TAREFAS A REALIZAR:
1. Liste os países que o trecho sobre sequestros de migrantes cita ao mencionar as 23 nacionalidades dos sequestrados.
2. Devolva, sem nenhuma alteração, tudo o que vai desde "Quando as autoridades" até "Mauritânia e Senegal." no trecho sobre sequestros de migrantes.
3. Responda às perguntas abaixo com base no trecho sobre sequestros de migrantes.
(a) Quantos migrantes foram libertados do sobrado em San Luis Río Colorado?
(b) Em quantos postos policiais o ônibus de Eduardo foi retido?
(c) Quanto os sequestradores exigiam de cada migrante, segundo os relatos locais?

TRECHO FORNECIDO:
================================

San Luis Río Colorado —a cidade fronteiriça onde Eduardo se recuperava no abrigo— também ganhou fama pelo sequestro de migrantes. Em maio do ano passado, os vizinhos de um moderno sobrado da cidade relataram um movimento incomum de pessoas.
Quando as autoridades mexicanas chegaram, cinco pessoas foram presas e mais de 100 migrantes foram libertados. Alguns deles haviam sido mantidos na casa por três semanas. “Eles não tinham comida nem água e foram maltratados física e psicologicamente”, afirma a policial local Teresa Flores Muñoz, envolvida na operação.
Ela conta o caso de uma mulher indiana. “Ela chorava, segurando seu bebê. Ela empurrou o bebê para mim e disse que eu deveria levá-lo, porque eles iriam matá-lo. Era realmente desesperador.” Entre os sequestrados, havia pessoas de 23 nacionalidades, incluindo migrantes de Bangladesh, Uzbequistão, China, Mauritânia e Senegal.
Segundo os relatos locais, os sequestradores exigiam US$ 2,5 mil (cerca de R$ 12,8 mil) de cada migrante —e mulheres grávidas eram cobradas em dobro. Se os migrantes não tivessem o dinheiro, as gangues exigiam o resgate de parentes nos seus países de origem ou ao norte da fronteira, nos Estados Unidos.
Os chantagistas e sequestradores não são apenas criminosos profissionais. Alguns também são policiais. Eduardo conta que, durante sua viagem até a fronteira americana, através dos Estados mexicanos de Sinaloa e Sonora, seu ônibus foi retido em seis postos policiais, onde os agentes exigiram dinheiro dos migrantes.
“Se você não tivesse dinheiro, você era levado”, conta Eduardo. “Eles diziam ‘tire suas calças, tire suas roupas’ e você precisava dar tudo a eles, como a sua mala. Se você não tivesse dinheiro, eles levavam seus documentos —foi assim que perdi parte dos meus papéis.”
Os assaltos a ônibus com migrantes não são incomuns. Em San Luis Río Colorado, trabalhamos com um jornalista mexicano local. Depois que nos separamos, ele enviou fotografias, tiradas secretamente, do ônibus que ele tomou para casa sendo abordado pelos membros de uma gangue, com seus rostos cobertos.
“Todos no ônibus sabiam que eles eram sicários [matadores contratados] da máfia de tráfico de drogas e migrantes”, segundo ele. Os homens mascarados só questionaram as pessoas que eles suspeitavam que não fossem mexicanos —os que estivessem mal vestidos e com rostos amedrontados. Os cinco ou seis migrantes retirados do ônibus foram extorquidos em até US$ 50 (cerca de R$ 256) cada um.

================================

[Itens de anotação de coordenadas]

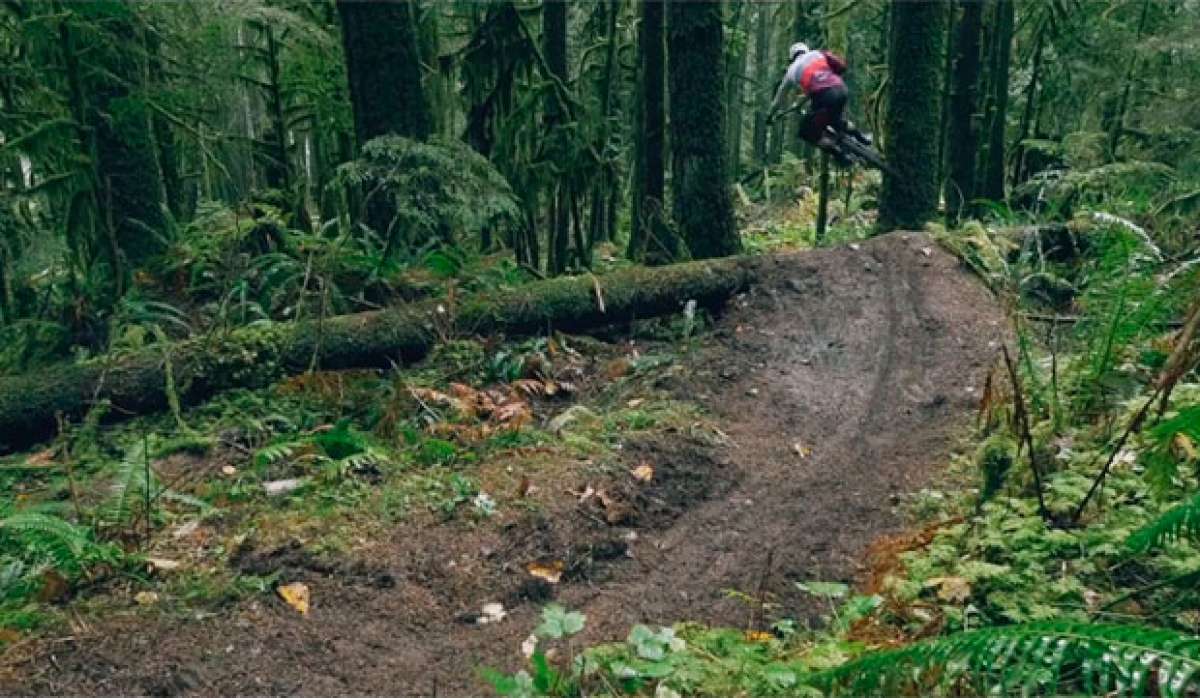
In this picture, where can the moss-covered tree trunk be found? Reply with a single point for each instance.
(703, 208)
(252, 357)
(761, 82)
(963, 112)
(553, 37)
(130, 193)
(383, 67)
(1031, 92)
(736, 86)
(649, 134)
(991, 185)
(915, 61)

================================

RESULTADOS DAS TAREFAS:
1. Bangladesh, Uzbequistão, China, Mauritânia e Senegal.

2.
Quando as autoridades mexicanas chegaram, cinco pessoas foram presas e mais de 100 migrantes foram libertados. Alguns deles haviam sido mantidos na casa por três semanas. “Eles não tinham comida nem água e foram maltratados física e psicologicamente”, afirma a policial local Teresa Flores Muñoz, envolvida na operação.
Ela conta o caso de uma mulher indiana. “Ela chorava, segurando seu bebê. Ela empurrou o bebê para mim e disse que eu deveria levá-lo, porque eles iriam matá-lo. Era realmente desesperador.” Entre os sequestrados, havia pessoas de 23 nacionalidades, incluindo migrantes de Bangladesh, Uzbequistão, China, Mauritânia e Senegal.

3.
(a) Mais de 100 migrantes.
(b) Em seis postos policiais.
(c) US$ 2,5 mil (cerca de R$ 12,8 mil).